Entries from an annotation dataset:
■ ■ ■ ■
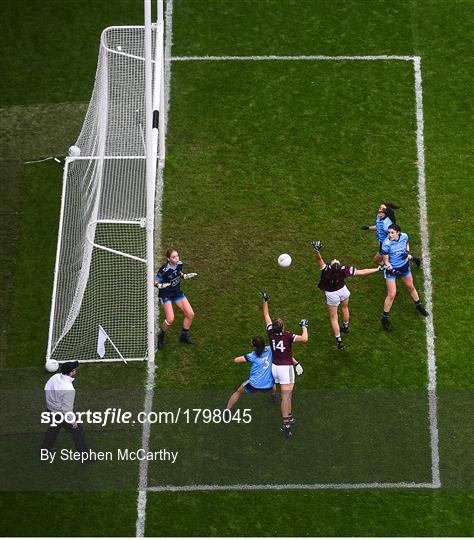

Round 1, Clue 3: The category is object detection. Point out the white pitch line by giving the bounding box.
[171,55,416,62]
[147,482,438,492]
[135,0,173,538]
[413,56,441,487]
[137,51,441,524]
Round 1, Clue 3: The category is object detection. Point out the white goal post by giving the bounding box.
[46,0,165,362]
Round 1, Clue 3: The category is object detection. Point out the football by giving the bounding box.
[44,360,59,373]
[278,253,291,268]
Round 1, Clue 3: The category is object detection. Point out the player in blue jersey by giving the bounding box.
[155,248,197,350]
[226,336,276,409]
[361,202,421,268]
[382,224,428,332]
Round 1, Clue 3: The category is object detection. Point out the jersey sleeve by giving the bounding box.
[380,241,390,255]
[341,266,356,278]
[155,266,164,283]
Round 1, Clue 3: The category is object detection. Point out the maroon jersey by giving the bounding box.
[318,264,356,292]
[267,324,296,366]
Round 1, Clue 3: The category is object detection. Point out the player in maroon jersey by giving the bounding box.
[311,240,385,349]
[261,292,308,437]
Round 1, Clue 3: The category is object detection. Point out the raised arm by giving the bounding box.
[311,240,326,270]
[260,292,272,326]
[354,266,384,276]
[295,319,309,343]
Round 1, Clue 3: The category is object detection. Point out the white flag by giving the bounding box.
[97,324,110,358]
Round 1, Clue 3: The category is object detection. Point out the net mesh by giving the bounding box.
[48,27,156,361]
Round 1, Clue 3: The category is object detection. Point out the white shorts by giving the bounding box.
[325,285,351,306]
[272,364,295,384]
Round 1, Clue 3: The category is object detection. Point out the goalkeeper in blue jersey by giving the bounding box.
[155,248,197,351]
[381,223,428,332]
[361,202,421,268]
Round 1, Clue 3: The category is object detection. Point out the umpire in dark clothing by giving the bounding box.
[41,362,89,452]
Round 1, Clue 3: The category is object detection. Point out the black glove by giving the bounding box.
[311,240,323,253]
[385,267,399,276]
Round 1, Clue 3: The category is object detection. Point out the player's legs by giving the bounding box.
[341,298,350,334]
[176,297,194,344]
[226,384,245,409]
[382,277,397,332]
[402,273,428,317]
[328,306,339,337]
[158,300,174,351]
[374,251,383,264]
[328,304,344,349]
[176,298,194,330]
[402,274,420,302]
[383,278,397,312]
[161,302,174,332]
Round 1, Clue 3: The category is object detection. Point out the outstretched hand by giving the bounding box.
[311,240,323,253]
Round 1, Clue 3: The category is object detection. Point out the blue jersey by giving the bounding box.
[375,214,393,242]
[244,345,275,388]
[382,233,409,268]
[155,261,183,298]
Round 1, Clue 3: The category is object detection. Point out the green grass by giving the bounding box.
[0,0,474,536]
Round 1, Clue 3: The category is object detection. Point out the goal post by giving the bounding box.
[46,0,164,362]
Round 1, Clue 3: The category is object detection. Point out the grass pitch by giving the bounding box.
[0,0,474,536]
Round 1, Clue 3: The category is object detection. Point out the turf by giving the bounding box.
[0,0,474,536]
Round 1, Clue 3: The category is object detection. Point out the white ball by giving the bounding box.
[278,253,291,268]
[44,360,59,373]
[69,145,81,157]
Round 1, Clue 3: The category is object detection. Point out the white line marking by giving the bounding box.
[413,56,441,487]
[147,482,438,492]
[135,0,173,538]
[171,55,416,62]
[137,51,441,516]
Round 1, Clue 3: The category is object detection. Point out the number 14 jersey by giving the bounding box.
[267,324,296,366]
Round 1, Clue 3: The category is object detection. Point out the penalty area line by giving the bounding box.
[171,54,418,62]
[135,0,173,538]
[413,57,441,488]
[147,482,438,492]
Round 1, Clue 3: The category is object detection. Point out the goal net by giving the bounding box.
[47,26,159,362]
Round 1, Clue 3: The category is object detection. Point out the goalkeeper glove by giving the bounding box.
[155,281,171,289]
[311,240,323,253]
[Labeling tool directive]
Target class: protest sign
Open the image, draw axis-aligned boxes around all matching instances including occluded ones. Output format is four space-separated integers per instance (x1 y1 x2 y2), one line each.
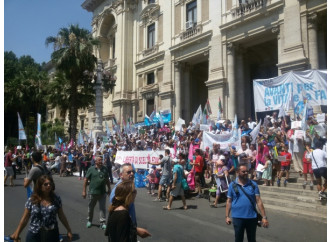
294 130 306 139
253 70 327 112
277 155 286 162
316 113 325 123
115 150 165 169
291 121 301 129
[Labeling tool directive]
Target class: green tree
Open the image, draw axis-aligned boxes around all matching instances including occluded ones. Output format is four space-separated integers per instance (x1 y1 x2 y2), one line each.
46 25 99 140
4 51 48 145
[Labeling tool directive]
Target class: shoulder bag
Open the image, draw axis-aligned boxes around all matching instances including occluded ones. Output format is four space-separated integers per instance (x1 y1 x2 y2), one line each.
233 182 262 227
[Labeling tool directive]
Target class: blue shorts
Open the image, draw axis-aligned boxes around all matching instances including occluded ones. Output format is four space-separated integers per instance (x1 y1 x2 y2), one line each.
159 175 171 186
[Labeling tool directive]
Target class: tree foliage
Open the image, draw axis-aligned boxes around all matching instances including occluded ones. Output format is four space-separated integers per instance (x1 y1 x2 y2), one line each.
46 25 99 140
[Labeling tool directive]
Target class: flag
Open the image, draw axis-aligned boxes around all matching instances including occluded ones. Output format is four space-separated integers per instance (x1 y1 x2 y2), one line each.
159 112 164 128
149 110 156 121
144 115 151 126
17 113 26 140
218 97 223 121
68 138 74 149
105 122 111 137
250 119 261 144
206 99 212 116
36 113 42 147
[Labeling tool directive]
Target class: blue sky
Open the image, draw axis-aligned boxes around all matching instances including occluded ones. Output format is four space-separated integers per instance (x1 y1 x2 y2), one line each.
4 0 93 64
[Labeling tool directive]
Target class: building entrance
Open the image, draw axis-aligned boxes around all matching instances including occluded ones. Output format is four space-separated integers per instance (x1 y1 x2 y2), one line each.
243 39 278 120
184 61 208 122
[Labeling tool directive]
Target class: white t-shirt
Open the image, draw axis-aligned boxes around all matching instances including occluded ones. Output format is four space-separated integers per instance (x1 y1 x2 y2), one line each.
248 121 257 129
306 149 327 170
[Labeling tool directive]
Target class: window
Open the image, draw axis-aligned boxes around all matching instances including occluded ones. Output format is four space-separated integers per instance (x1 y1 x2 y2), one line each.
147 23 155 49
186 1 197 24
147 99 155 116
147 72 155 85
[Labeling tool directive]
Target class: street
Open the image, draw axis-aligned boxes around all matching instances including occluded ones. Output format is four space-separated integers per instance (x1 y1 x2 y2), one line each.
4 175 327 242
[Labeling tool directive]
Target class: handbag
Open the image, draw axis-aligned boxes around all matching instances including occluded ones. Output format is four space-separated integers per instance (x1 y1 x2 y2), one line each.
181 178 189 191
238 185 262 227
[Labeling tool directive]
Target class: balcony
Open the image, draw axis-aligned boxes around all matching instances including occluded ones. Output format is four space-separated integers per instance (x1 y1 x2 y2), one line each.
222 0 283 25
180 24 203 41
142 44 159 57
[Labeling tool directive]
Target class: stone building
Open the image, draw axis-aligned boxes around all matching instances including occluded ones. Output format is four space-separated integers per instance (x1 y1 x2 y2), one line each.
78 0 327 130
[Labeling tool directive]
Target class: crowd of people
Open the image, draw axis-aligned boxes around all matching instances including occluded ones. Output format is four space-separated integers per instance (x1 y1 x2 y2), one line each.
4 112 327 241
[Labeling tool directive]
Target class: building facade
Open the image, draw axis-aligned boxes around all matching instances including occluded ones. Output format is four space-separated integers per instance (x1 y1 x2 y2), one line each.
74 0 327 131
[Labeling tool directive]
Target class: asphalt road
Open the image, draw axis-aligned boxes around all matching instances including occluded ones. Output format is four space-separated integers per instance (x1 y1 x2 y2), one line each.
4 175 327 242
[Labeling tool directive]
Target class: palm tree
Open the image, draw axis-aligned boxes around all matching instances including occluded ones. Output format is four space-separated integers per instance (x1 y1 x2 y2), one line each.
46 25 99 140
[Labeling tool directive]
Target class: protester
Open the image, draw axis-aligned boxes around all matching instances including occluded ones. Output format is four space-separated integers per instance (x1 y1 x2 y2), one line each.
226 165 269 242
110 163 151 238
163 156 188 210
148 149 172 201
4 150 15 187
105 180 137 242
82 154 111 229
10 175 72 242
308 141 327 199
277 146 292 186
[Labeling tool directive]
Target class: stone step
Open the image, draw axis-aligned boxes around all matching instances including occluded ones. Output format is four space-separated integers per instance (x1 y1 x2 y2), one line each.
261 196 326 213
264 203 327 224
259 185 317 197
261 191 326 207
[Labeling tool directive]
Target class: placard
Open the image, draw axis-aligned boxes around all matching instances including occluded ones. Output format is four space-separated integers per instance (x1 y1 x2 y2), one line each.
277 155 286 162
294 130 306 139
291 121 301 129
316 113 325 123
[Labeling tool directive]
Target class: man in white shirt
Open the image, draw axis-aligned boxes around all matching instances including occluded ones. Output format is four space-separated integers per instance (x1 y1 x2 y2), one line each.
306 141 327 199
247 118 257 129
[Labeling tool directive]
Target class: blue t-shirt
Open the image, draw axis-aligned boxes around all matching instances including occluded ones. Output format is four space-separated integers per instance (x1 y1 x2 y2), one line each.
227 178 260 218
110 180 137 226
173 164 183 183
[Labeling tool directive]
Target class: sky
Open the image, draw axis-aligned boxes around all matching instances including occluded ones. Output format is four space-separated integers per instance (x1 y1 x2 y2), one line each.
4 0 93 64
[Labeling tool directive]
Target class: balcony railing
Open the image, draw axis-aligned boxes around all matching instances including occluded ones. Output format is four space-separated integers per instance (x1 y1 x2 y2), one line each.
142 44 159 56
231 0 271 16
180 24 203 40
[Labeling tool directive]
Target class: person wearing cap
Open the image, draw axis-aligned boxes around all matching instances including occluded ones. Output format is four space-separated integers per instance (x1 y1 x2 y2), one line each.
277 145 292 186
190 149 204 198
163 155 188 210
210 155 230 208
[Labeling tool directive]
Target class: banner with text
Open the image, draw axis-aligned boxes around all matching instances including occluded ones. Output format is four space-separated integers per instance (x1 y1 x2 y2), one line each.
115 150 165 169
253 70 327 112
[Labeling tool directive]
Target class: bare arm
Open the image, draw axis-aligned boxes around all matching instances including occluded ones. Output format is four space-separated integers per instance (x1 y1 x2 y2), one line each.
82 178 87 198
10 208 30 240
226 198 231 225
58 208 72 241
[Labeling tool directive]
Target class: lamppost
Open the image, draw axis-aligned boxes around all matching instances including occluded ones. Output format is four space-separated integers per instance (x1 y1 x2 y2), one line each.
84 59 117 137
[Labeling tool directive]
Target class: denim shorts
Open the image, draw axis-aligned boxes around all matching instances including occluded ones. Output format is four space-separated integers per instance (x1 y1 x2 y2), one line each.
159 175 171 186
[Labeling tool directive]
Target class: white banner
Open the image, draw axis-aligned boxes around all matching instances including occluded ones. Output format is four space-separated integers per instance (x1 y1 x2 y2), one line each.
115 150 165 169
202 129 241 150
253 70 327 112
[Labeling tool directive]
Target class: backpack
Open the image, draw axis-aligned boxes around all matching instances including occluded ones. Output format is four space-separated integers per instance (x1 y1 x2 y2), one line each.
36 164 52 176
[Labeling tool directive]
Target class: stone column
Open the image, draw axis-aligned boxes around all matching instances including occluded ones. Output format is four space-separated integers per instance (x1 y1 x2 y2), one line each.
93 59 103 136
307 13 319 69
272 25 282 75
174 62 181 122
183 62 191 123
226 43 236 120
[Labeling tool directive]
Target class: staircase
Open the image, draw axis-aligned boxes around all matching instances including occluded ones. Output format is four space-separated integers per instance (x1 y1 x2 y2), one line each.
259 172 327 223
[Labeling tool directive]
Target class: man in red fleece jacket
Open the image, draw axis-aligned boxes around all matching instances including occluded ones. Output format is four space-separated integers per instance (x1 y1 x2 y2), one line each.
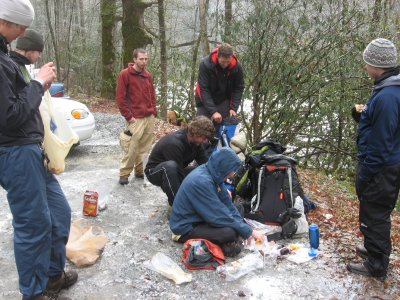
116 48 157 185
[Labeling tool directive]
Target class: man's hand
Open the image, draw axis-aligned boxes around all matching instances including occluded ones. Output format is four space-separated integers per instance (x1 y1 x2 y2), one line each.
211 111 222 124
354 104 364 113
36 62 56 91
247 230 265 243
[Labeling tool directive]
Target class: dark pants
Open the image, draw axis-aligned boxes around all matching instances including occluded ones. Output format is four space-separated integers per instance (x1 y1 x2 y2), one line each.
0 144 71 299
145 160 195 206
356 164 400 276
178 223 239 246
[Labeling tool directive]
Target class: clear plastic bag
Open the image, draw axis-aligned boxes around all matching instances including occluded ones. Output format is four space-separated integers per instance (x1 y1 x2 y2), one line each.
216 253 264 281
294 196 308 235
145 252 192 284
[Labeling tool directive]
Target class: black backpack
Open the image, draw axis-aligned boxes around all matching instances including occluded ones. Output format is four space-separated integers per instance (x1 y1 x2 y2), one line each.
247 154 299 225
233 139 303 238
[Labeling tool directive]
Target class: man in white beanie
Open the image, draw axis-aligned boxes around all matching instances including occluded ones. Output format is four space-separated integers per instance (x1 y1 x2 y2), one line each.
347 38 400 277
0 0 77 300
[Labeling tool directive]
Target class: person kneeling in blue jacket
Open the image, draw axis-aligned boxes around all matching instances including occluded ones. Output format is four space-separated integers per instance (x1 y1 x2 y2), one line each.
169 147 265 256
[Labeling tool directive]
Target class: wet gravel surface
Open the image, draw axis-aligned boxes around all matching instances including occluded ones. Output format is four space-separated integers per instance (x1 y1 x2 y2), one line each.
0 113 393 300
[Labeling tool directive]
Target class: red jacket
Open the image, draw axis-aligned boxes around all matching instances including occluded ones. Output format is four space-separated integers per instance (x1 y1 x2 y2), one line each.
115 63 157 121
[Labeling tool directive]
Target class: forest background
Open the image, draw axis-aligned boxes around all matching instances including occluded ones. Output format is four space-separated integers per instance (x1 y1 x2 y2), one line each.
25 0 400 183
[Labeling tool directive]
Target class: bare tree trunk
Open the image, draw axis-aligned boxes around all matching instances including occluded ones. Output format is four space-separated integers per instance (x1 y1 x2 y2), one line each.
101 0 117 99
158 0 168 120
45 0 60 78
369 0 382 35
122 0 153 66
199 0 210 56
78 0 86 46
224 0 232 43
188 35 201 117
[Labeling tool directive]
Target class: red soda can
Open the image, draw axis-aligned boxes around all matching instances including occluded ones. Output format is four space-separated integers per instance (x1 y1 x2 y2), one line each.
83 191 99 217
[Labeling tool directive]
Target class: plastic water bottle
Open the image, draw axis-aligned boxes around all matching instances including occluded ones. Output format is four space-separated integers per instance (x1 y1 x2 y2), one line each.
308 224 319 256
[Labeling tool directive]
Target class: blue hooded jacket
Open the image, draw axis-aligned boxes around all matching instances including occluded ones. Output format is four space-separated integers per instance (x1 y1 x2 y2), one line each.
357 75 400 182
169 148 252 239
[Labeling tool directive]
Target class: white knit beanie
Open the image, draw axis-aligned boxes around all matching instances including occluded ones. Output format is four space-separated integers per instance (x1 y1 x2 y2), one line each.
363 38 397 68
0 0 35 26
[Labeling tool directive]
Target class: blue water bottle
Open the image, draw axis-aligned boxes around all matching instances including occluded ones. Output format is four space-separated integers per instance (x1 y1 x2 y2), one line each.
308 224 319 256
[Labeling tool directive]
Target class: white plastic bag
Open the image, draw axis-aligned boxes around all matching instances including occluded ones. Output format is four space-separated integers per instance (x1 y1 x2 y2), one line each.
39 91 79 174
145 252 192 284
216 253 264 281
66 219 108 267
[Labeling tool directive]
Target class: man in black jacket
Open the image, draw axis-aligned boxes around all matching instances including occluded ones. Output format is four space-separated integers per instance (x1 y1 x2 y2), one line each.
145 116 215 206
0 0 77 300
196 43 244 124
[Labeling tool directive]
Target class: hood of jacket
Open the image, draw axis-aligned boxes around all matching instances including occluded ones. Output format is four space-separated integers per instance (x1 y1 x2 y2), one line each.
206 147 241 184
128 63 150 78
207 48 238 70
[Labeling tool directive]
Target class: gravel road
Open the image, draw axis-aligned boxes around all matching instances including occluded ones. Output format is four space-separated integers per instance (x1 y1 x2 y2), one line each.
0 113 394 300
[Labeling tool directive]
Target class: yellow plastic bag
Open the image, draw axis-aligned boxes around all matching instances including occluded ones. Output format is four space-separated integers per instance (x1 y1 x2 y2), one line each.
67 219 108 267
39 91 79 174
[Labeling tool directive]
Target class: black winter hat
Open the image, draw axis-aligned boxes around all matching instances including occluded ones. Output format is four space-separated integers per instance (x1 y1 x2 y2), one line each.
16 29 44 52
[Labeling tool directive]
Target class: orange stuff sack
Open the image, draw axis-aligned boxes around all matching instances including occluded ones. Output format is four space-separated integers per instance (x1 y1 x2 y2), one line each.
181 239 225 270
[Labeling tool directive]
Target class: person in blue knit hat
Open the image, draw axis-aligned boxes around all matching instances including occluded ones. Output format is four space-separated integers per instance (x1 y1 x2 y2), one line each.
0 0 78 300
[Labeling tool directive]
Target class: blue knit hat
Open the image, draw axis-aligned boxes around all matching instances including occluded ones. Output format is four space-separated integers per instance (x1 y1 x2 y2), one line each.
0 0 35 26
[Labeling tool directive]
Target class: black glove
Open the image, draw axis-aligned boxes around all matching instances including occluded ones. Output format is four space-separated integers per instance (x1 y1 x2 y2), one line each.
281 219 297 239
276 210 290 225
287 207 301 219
■ ■ ■ ■
_Work required_.
Beginning at the first line of the data and continuing through the line containing "[137,51,441,524]", both ends included, restate every line with the requests kept as they are, and add 5 to each bounding box coordinate in the answers. Leave the pictures out of your reply.

_Solution to this exercise_.
Round 1, Clue 3: The category is object detection. Point out the white pitch line by giving the bounding box.
[176,60,421,67]
[152,487,443,497]
[140,5,178,543]
[418,61,446,492]
[142,56,446,529]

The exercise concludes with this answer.